Document section »

--- BEGIN ---

Pursuant to the Merger Agreement, and upon the terms and subject to the conditions thereof, on July 2, 2024, Purchaser completed a
tender offer to purchase all of the Company’s outstanding shares of common stock, par value $0.0001 per share (the “Common Stock”), for a price per share
of the Common Stock of $0.4340 (the “Offer Price”), payable subject to any applicable tax withholding and without interest, all subject to and in accordance with
the terms and conditions set forth in the Offer to Purchase, dated June 3, 2024 (the “Offer to Purchase”), and in the related Letter of Transmittal (the “Letter of Transmittal,” which, together with the Offer to Purchase,
constituted the “Offer”).
The Offer expired one minute after 11:59 p.m. Eastern Time on Monday, July 1, 2024. According to Broadridge Corporate Issuer Solutions, LLC, the depositary for the Offer, a total of 69,674,538 outstanding shares of Common Stock were validly tendered, and not validly withdrawn,
representing approximately 88.2% of the outstanding shares of Common Stock. The number of outstanding shares of Common Stock tendered satisfied the Minimum Tender Condition (as defined in the Merger Agreement). All other conditions to the Offer
were satisfied and Purchaser accepted for payment all outstanding shares of Common Stock validly tendered (and not validly withdrawn) prior to the expiration of the Offer.
Following the consummation of the Offer, the remaining conditions to the Merger set forth in the Merger Agreement were satisfied, and
on July 2, 2024 (the “Closing Date”), Purchaser merged with and into the Company (the “Merger”), and the Company continued as the surviving corporation in the Merger (the “Surviving Corporation”) and a wholly-owned
subsidiary of Parent. The Merger was completed pursuant to Section 251(h) of the Delaware General Corporation Law (the “DGCL”), with no stockholder vote
required. Immediately prior to the effective time of the Merger (the “Effective Time”), each outstanding share of Common Stock (other than any (i) shares of Common Stock owned or held in the Company’s treasury immediately prior to the Effective Time, (ii) shares of Common Stock owned, directly or
indirectly, by Parent or Purchaser immediately prior to the Effective Time and (iii) shares of Common Stock held by any Akili stockholder who was entitled to and properly demanded appraisal of such shares of Common Stock in accordance with
Section 262 of the DGCL) was converted automatically into the right to receive the Offer Price.
Pursuant to the terms of the Merger Agreement, at the
Effective Time, by virtue of the Merger and without any action on the part of the holders, (i) each option granted to purchase shares of Common Stock from the Company (“Company Stock Options” and each a “Company Stock Option”)

--- END ---

Problem statement » Copy the passage on the tender offer and merger word for word, starting at "The Offer expired" and ending at "of the Offer.".

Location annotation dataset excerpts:
--- BEGIN ---

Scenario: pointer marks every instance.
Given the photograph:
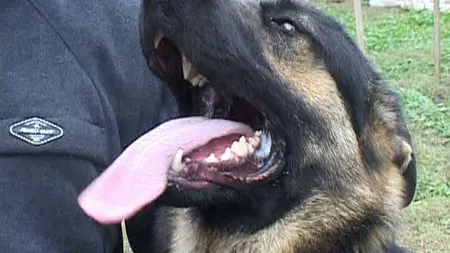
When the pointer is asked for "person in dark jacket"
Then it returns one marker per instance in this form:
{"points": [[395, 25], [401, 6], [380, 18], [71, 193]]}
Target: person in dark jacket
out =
{"points": [[74, 92]]}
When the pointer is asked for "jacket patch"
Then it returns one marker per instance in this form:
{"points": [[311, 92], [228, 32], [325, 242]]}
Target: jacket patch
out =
{"points": [[36, 131]]}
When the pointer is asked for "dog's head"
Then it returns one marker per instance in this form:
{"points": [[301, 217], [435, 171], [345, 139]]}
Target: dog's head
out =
{"points": [[329, 123]]}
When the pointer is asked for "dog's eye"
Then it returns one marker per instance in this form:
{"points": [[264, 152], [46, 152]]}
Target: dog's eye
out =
{"points": [[284, 24], [288, 27]]}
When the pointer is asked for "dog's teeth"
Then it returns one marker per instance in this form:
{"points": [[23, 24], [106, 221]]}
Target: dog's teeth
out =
{"points": [[176, 163], [159, 36], [240, 148], [198, 80], [212, 159], [188, 69], [202, 82], [194, 81], [251, 149], [227, 155], [254, 141]]}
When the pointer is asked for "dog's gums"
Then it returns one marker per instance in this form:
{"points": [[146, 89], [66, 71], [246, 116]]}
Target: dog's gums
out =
{"points": [[226, 160]]}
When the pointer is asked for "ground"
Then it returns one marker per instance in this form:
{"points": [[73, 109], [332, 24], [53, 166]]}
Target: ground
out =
{"points": [[400, 42]]}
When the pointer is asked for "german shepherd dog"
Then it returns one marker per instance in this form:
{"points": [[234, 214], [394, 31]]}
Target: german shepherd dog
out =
{"points": [[329, 162]]}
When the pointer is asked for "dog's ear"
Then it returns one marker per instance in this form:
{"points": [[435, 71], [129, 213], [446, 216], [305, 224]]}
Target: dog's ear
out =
{"points": [[392, 137]]}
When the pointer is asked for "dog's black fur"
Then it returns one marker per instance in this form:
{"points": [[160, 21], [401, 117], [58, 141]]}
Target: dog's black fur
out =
{"points": [[348, 165]]}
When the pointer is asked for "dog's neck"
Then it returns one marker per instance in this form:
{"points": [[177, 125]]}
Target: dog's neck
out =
{"points": [[297, 231], [243, 218]]}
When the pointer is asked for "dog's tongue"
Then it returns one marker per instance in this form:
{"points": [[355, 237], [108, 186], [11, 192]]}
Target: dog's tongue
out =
{"points": [[138, 176]]}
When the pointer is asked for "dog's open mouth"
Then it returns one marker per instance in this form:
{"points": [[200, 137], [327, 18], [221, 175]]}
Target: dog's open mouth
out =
{"points": [[244, 157]]}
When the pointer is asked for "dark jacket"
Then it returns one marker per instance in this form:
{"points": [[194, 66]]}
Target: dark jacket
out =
{"points": [[76, 69]]}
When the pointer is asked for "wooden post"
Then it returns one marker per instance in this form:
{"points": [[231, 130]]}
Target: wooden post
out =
{"points": [[437, 42], [359, 24]]}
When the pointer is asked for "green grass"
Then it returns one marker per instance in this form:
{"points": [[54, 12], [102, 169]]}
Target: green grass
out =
{"points": [[400, 42]]}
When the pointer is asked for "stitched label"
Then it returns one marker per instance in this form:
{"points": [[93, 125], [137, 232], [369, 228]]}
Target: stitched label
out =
{"points": [[36, 131]]}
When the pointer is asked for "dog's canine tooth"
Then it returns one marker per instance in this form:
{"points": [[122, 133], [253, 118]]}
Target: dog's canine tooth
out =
{"points": [[176, 163], [203, 81], [188, 69], [212, 159], [240, 148], [159, 36], [251, 149], [254, 141], [227, 155]]}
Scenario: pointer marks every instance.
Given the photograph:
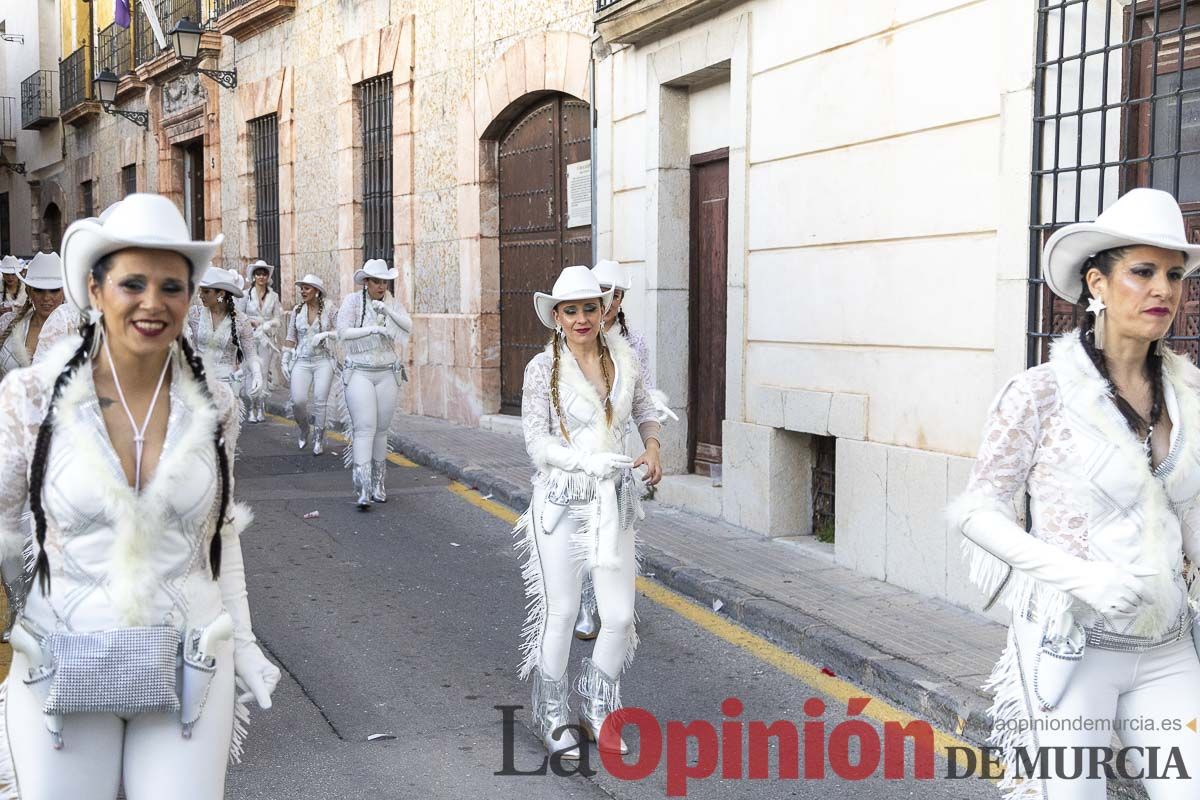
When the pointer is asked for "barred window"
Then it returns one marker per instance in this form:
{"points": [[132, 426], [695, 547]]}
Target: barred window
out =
{"points": [[1116, 107], [375, 112], [129, 179], [264, 143]]}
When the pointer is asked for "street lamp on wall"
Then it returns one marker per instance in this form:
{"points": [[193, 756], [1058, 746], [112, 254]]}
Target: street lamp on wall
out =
{"points": [[106, 90], [185, 37]]}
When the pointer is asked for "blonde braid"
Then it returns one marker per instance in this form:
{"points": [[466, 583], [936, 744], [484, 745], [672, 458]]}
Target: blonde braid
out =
{"points": [[555, 401]]}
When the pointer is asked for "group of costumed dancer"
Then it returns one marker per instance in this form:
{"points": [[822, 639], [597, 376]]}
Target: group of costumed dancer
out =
{"points": [[120, 536]]}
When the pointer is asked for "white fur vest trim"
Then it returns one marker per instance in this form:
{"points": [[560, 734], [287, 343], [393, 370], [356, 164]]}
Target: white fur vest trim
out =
{"points": [[138, 518]]}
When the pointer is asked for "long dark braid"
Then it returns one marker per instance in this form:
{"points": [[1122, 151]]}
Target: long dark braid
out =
{"points": [[233, 324], [1104, 262], [42, 451], [197, 366]]}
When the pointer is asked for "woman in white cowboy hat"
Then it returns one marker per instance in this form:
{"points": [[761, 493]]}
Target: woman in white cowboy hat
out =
{"points": [[124, 449], [12, 290], [579, 395], [21, 330], [309, 360], [1105, 439], [371, 329], [263, 310], [222, 336], [611, 275]]}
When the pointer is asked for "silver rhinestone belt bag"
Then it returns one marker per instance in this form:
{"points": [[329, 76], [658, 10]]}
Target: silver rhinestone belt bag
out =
{"points": [[124, 671]]}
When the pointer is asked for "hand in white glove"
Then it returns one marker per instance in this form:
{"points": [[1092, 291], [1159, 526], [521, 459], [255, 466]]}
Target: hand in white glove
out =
{"points": [[255, 674], [605, 465]]}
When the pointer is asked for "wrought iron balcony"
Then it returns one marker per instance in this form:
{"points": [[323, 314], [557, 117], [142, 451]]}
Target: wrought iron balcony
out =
{"points": [[169, 12], [37, 106], [75, 79], [9, 121]]}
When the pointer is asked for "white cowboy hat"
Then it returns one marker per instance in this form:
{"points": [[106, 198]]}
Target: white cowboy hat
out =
{"points": [[147, 221], [312, 281], [258, 265], [45, 272], [1140, 216], [611, 274], [573, 283], [375, 268], [223, 280]]}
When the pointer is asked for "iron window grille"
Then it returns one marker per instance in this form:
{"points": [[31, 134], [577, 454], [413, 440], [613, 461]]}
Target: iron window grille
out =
{"points": [[1115, 108], [375, 110], [264, 143], [129, 180]]}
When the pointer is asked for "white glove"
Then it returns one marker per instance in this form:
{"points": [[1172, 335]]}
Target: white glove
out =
{"points": [[256, 675], [289, 359], [1107, 587]]}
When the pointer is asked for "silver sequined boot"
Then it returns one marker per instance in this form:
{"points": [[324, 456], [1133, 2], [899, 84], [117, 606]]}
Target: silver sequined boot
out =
{"points": [[363, 485], [587, 624], [600, 696], [378, 471], [551, 713]]}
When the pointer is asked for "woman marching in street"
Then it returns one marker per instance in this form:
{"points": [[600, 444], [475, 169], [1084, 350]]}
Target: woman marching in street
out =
{"points": [[309, 361], [611, 275], [370, 329], [12, 290], [222, 336], [21, 330], [579, 396], [1105, 439], [124, 449], [263, 311]]}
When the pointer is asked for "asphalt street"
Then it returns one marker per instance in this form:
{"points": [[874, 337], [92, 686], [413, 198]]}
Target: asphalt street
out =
{"points": [[403, 621]]}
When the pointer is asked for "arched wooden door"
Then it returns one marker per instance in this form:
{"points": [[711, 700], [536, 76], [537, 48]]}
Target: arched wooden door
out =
{"points": [[535, 240]]}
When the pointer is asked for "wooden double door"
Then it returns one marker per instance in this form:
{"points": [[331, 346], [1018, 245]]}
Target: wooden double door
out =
{"points": [[537, 240]]}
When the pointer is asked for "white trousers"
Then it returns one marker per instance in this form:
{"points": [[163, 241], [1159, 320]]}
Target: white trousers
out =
{"points": [[371, 401], [101, 751], [562, 577], [315, 374], [1120, 692]]}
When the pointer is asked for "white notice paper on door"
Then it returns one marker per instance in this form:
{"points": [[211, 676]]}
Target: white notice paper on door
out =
{"points": [[579, 194]]}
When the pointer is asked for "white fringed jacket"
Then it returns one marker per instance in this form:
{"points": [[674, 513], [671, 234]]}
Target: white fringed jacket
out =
{"points": [[1055, 432], [118, 558]]}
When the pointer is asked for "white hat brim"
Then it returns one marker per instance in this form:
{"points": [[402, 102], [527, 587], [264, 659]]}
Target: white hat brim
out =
{"points": [[361, 276], [544, 304], [1071, 246], [85, 242]]}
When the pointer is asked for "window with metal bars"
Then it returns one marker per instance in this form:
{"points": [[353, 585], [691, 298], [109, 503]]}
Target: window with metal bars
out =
{"points": [[87, 199], [1116, 107], [5, 226], [375, 115], [129, 179], [264, 145]]}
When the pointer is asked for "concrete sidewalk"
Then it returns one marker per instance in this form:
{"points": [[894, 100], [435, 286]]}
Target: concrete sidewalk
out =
{"points": [[922, 654]]}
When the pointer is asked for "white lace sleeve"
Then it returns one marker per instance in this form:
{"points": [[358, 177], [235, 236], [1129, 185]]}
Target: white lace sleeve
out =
{"points": [[535, 411], [22, 408], [61, 323], [1006, 456]]}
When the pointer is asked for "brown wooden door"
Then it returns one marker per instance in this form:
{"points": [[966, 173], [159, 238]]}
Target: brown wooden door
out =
{"points": [[707, 307], [535, 242]]}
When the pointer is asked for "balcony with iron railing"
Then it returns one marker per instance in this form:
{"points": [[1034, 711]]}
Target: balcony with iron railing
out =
{"points": [[9, 121], [37, 106], [634, 22], [75, 88], [245, 18]]}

--- END ---

Task output »
The Offer expired one minute after 11:59 p.m. Eastern Time on Monday, July 1, 2024. According to Broadridge Corporate Issuer Solutions, LLC, the depositary for the Offer, a total of 69,674,538 outstanding shares of Common Stock were validly tendered, and not validly withdrawn,
representing approximately 88.2% of the outstanding shares of Common Stock. The number of outstanding shares of Common Stock tendered satisfied the Minimum Tender Condition (as defined in the Merger Agreement). All other conditions to the Offer
were satisfied and Purchaser accepted for payment all outstanding shares of Common Stock validly tendered (and not validly withdrawn) prior to the expiration of the Offer.